| Source material |
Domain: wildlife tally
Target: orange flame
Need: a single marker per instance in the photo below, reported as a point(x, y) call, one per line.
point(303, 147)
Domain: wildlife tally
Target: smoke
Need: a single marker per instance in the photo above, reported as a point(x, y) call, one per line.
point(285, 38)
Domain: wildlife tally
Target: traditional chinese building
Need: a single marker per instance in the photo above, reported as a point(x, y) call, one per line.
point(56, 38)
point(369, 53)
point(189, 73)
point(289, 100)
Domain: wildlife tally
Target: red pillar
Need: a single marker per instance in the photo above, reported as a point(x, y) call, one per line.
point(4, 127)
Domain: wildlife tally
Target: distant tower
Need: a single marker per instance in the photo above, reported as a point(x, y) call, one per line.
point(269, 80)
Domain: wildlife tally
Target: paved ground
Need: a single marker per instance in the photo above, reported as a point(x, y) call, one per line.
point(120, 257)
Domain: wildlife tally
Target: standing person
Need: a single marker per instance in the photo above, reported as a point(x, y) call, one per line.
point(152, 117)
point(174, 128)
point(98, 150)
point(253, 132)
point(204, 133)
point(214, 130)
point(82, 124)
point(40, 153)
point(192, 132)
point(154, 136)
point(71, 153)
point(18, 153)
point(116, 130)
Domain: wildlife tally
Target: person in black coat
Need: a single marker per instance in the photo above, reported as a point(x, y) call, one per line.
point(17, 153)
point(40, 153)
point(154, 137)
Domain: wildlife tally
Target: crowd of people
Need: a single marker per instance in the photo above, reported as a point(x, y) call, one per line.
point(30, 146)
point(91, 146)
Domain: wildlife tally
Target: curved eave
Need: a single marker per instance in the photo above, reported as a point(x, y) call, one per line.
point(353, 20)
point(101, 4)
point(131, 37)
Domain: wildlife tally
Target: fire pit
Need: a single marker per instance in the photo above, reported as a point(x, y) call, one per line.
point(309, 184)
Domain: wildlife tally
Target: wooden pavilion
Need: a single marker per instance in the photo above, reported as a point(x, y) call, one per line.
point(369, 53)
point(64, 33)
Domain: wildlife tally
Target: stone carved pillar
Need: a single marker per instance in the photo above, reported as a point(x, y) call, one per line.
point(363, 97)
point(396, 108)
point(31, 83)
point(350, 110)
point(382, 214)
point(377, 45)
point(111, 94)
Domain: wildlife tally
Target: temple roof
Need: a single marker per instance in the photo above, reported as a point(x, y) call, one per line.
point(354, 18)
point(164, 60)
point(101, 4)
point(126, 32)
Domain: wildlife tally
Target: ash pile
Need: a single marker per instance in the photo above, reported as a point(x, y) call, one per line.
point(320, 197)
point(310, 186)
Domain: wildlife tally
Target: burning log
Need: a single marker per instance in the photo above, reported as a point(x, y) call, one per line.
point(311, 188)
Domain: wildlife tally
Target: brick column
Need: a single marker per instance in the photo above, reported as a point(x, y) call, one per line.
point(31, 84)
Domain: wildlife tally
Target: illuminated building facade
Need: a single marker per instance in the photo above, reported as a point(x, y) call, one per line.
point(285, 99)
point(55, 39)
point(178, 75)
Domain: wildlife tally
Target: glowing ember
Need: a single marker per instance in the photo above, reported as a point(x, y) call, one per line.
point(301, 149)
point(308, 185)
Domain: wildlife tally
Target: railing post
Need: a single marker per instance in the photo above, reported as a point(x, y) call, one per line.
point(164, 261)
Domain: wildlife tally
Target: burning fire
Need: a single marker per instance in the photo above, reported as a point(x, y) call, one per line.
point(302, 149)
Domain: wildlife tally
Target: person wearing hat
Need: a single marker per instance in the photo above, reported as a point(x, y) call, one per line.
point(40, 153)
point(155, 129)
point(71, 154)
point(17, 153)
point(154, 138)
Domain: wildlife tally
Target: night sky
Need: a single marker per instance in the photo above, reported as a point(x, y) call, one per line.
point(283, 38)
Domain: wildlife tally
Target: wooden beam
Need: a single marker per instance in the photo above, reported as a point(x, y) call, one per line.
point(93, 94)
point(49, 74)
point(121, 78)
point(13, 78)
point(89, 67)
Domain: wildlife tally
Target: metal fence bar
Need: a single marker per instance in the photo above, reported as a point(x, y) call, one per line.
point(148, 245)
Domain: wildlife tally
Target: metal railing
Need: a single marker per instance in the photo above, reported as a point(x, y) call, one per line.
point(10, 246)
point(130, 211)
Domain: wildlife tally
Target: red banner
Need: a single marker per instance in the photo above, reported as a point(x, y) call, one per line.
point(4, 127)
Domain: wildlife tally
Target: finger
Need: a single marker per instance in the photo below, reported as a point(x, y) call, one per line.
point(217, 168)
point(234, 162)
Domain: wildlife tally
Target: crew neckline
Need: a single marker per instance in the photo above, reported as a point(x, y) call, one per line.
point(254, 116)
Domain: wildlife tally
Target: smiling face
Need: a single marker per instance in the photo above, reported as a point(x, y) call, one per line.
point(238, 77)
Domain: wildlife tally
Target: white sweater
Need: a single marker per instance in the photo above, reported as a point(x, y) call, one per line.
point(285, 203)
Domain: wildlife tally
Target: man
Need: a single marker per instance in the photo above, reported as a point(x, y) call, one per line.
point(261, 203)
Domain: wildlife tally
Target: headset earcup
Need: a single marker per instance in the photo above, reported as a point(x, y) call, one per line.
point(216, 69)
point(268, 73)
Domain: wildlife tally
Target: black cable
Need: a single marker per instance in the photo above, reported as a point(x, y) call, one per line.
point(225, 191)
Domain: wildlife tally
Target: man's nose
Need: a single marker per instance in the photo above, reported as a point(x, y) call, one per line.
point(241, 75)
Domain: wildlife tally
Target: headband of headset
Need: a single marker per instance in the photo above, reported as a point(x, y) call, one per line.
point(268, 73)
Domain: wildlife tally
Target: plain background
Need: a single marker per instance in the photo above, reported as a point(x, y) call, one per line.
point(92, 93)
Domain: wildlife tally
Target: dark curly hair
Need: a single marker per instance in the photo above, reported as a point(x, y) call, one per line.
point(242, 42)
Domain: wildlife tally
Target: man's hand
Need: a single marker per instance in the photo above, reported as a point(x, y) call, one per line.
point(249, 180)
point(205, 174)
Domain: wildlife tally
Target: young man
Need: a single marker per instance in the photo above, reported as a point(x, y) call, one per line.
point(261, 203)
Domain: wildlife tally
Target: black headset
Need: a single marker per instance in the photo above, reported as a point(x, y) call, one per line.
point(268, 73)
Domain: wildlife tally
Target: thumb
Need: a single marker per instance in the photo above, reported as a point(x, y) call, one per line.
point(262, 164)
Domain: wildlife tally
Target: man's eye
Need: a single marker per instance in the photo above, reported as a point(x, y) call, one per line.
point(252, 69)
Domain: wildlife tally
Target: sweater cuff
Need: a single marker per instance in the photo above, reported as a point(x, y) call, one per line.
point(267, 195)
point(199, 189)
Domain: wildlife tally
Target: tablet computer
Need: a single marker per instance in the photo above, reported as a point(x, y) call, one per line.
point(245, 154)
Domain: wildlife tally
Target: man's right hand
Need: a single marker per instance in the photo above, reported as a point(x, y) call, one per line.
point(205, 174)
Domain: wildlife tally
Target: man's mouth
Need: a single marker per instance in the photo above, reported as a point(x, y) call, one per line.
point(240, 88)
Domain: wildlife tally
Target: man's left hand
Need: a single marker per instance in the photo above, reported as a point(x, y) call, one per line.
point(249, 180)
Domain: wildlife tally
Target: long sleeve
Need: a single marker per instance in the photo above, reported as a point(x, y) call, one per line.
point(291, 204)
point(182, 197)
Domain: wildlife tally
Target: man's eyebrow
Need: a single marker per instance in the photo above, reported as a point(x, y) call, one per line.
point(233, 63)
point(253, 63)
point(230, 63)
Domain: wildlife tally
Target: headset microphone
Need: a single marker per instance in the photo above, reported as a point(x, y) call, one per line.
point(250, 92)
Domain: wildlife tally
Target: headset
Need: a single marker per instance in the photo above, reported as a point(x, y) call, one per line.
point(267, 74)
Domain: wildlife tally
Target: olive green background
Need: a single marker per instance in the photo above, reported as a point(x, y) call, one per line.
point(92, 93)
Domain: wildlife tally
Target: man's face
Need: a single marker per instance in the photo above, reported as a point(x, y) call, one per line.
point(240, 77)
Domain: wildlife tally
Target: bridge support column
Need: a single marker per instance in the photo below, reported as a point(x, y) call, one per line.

| Activity |
Write out every line of the listing that holds the word "headset".

| Answer box |
Target: headset earcup
Target: headband of headset
Target: black headset
Target: headset microphone
Target: headset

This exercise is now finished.